**TESTO ESTRATTO**
-----
23 In considerazione di tutto questo, che cosa si deve fare se, come avviene talvolta, un organo governativo chiede informazioni in merito alla professione o alla posizione dei cittadini? Con l’espressione “ministro ordinato” essi intendono uno che è nominato per aver cura di una congregazione e per servirle le cose spirituali, uno che funge da “pastore” di una congregazione. Per esempio, la definizione ecclesiastica, generalmente compresa, di “ministro”, che troviamo nei dizionari è: ‘chi è autorizzato ad amministrare il culto’. Con il termine “ministro” tali organi governativi non descrivono o non intendono il servizio che ogni singolo cristiano può compiere quando si sforza personalmente di far conoscere ad altri la buona notizia. Quindi, rispondendo alle domande dei funzionari, sarebbe ragionevole rispondere in armonia con ciò che desiderano sapere, anziché imporre la propria definizione di tali termini.
-----
**Esempi di etichettatura di punti**

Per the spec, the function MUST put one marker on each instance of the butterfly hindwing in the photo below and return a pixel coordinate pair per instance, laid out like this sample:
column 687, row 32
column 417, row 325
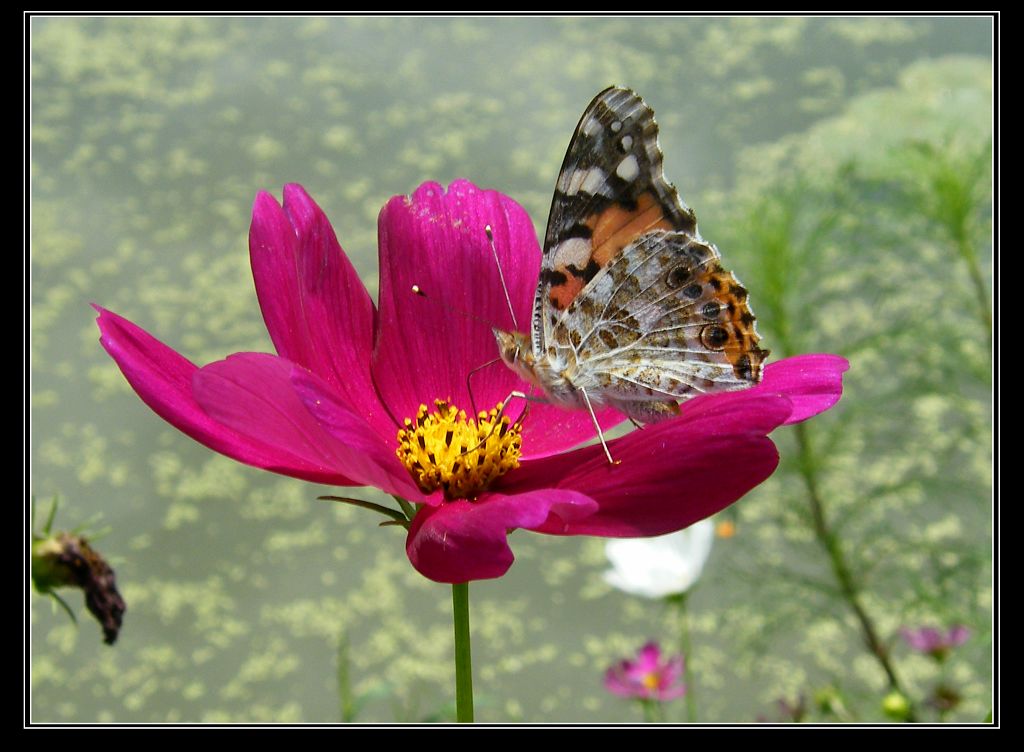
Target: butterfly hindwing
column 663, row 320
column 633, row 307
-----
**ISTRUZIONI DI LAVORO**
A. Per ciascuna affermazione indica se concorda con il testo sul termine «ministro», rispondendo sì o no e citando alla lettera le parole decisive: (i) per i funzionari, un «ministro ordinato» è chi fa da pastore a una congregazione; (ii) il testo consiglia di rispondere ai funzionari usando la propria definizione dei termini; (iii) per gli organi governativi, «ministro» comprende anche il servizio di ogni cristiano che diffonde la buona notizia.
B. Prosegui il testo sul termine «ministro» partendo dall'ultima frase riportata.
Le voci non hanno alcun legame con il testo sul termine «ministro».

**RISPOSTE SCRITTE**
A.
(i) Sì: «uno che funge da “pastore” di una congregazione».
(ii) No: «anziché imporre la propria definizione di tali termini».
(iii) No: «Con il termine “ministro” tali organi governativi non descrivono o non intendono il servizio che ogni singolo cristiano può compiere».

B.
24 Le persone non si aspetterebbero, ad esempio, che il proclamatore che va di casa in casa dica che la “congregazione” che serve è formata dalle famiglie del territorio dove si compie l’opera di testimonianza, in quanto gli abitanti di quella zona possono non riconoscere o non accettare come loro “ministro” colui che dà testimonianza, e, anzi, possono avere la loro religione. Allo stesso modo, capiranno correttamente se definiamo la soglia della loro casa come “pulpito” di chi reca la buona notizia, anche se fa quello che chiama un “sermone” da tre a otto minuti? Con la parola “pulpito” si intende in genere il palco dell’oratore nell’edificio a cui è invitato il pubblico in generale.
25. Chi ha una nomina di servizio in una congregazione, quale data può indicare come data della sua “ordinazione”?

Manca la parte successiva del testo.